Repeat the listing in full, exactly as it stands.

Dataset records
━━━━━━
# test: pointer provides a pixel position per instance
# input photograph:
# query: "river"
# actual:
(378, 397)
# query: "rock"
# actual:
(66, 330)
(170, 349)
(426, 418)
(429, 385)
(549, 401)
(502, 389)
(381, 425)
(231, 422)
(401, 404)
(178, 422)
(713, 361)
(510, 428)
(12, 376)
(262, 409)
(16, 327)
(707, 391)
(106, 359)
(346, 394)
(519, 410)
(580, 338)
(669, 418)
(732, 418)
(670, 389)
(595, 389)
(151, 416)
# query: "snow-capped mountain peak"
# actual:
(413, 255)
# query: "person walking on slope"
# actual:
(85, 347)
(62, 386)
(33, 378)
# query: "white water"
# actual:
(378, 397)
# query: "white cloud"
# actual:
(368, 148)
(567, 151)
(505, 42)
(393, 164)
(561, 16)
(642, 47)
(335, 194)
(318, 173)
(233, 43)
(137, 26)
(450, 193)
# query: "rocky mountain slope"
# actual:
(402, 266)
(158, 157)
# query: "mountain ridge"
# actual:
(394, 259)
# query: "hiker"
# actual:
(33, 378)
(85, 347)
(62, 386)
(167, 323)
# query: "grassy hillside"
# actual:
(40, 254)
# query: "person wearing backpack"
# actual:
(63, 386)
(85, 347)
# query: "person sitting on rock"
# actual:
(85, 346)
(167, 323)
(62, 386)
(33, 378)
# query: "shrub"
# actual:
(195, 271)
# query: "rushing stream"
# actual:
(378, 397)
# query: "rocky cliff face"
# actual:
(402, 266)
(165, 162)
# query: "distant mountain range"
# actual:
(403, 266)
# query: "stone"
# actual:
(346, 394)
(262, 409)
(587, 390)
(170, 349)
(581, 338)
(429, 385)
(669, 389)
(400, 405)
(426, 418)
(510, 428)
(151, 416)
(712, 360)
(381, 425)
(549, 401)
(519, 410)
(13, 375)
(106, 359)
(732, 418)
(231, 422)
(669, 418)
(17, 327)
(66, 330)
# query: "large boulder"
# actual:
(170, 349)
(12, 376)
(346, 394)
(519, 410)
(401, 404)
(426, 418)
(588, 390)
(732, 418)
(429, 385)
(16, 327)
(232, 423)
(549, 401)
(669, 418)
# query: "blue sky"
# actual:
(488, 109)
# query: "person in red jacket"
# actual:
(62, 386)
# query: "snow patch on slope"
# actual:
━━━━━━
→ **Full solution**
# test: pointer provides a pixel position per instance
# input photograph:
# query: "river"
# actual:
(378, 397)
# query: "rock"
# actual:
(66, 330)
(170, 349)
(426, 418)
(429, 385)
(549, 401)
(502, 389)
(381, 425)
(231, 422)
(401, 404)
(178, 422)
(713, 361)
(510, 428)
(12, 376)
(262, 409)
(16, 327)
(707, 391)
(106, 359)
(346, 394)
(519, 410)
(580, 338)
(669, 418)
(732, 418)
(670, 389)
(595, 389)
(151, 416)
# query: "snow-capped mountain peak"
# actual:
(413, 255)
# query: "person walking on slope"
# actual:
(85, 347)
(62, 386)
(33, 378)
# query: "white water"
# actual:
(378, 397)
# query: "white cloud"
# actual:
(368, 148)
(567, 151)
(505, 42)
(393, 164)
(561, 16)
(642, 47)
(335, 194)
(318, 173)
(233, 43)
(137, 26)
(450, 193)
# query: "rocky mountain slope"
# actual:
(402, 266)
(158, 157)
# query: "mountain ridge"
# actual:
(394, 259)
# query: "hiker"
# actual:
(33, 378)
(85, 347)
(62, 386)
(167, 323)
# query: "grassy hillside"
# actual:
(40, 254)
# query: "person wearing backpack"
# actual:
(63, 386)
(85, 347)
# query: "person sitting on rock"
# actual:
(85, 346)
(167, 323)
(62, 386)
(33, 378)
# query: "shrub"
# actual:
(195, 271)
# query: "rushing stream"
# actual:
(378, 397)
# query: "rocky cliff face"
# actual:
(402, 266)
(165, 162)
# query: "distant mountain range"
# actual:
(403, 266)
# query: "stone"
# actual:
(346, 394)
(262, 409)
(587, 390)
(170, 349)
(581, 338)
(429, 385)
(669, 389)
(400, 405)
(426, 418)
(510, 428)
(151, 416)
(712, 360)
(381, 425)
(549, 401)
(519, 410)
(13, 375)
(106, 359)
(732, 418)
(231, 422)
(669, 418)
(17, 327)
(66, 330)
# query: "large boulder"
# actual:
(170, 349)
(12, 376)
(346, 394)
(519, 410)
(401, 404)
(426, 418)
(588, 390)
(732, 418)
(429, 385)
(16, 327)
(232, 423)
(549, 401)
(669, 418)
# query: "blue sky"
# actual:
(488, 109)
# query: "person in red jacket"
# actual:
(62, 386)
# query: "snow patch on slope"
# actual:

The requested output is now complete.